Extrait choisi |

Éliminer ces contaminants par des procédés avancés coûterait des milliards de dollars au Québec. C’est pourquoi l’équipe de Mathieu Lapointe mise sur une approche plus réaliste : améliorer les procédés existants plutôt que de les remplacer.
Son équipe a breveté à l’ÉTS un nouveau média filtrant qui améliore la filtration granulaire, un procédé fondé sur le passage de l’eau à travers un milieu poreux (généralement du sable). En modifiant la chimie de surface du sable par une greffe chimique, elle a créé un matériau capable de capter jusqu’à 30 % de PFAS de plus que le sable conventionnel.
Cette approche permet d’utiliser les infrastructures déjà en place : il suffit de remplacer le média filtrant, pas tout le système. C’est une solution à la fois efficace, économique et rapide à déployer.
Pour aller plus loin, le chercheur collabore avec des chimistes afin d’explorer de nouvelles greffes et de concevoir des matériaux capables de cibler d’autres familles de contaminants.

Données de l'exercice |

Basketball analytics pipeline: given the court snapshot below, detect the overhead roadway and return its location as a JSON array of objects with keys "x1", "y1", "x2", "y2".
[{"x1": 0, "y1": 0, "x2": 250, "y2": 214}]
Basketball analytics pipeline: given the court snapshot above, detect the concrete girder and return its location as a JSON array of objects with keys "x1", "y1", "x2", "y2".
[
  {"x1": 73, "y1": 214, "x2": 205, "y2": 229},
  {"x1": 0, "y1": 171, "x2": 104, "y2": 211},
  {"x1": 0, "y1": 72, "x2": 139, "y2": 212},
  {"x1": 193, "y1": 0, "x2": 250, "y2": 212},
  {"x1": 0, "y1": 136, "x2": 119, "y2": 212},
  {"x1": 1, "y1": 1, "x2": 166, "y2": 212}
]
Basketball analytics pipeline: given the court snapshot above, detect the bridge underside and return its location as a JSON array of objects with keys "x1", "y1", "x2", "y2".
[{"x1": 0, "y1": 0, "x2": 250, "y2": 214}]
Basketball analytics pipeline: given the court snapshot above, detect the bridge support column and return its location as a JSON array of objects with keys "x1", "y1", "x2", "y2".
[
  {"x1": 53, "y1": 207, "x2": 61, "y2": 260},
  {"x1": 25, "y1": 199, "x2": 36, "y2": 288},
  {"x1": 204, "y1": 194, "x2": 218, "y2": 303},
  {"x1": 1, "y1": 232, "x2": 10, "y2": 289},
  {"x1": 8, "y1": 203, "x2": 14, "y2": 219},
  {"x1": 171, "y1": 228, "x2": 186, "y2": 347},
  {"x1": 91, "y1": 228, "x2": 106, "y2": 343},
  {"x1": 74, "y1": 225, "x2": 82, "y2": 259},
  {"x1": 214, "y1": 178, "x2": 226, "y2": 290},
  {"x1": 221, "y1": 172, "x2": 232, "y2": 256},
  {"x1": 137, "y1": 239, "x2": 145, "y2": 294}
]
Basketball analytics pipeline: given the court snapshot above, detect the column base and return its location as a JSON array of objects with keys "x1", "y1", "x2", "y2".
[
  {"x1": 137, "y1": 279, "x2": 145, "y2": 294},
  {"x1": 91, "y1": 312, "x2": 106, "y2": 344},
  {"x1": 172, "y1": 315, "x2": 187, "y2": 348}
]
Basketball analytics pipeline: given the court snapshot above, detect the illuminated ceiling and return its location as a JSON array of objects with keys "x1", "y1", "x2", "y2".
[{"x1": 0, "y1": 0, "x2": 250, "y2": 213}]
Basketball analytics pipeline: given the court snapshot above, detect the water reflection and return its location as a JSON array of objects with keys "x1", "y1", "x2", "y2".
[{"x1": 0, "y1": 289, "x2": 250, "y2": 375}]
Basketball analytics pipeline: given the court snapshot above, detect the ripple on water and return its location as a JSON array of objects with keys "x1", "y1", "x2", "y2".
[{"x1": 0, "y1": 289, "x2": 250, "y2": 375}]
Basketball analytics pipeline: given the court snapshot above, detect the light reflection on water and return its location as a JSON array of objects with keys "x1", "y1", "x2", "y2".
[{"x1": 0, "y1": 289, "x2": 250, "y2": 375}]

Volets de l'exercice |
1 – Recopiez, dans l'extrait sur la filtration de l'eau, tout ce qui va de « Son équipe a » jusqu'à « familles de contaminants. ».
2 – D'après l'extrait sur la filtration de l'eau, quelle quantité de PFAS supplémentaire le nouveau média filtrant peut-il capter par rapport au sable conventionnel ?

Résultats dans l'ordre |
1 –
Son équipe a breveté à l’ÉTS un nouveau média filtrant qui améliore la filtration granulaire, un procédé fondé sur le passage de l’eau à travers un milieu poreux (généralement du sable). En modifiant la chimie de surface du sable par une greffe chimique, elle a créé un matériau capable de capter jusqu’à 30 % de PFAS de plus que le sable conventionnel.
Cette approche permet d’utiliser les infrastructures déjà en place : il suffit de remplacer le média filtrant, pas tout le système. C’est une solution à la fois efficace, économique et rapide à déployer.
Pour aller plus loin, le chercheur collabore avec des chimistes afin d’explorer de nouvelles greffes et de concevoir des matériaux capables de cibler d’autres familles de contaminants.

2 – Jusqu'à 30 % de plus.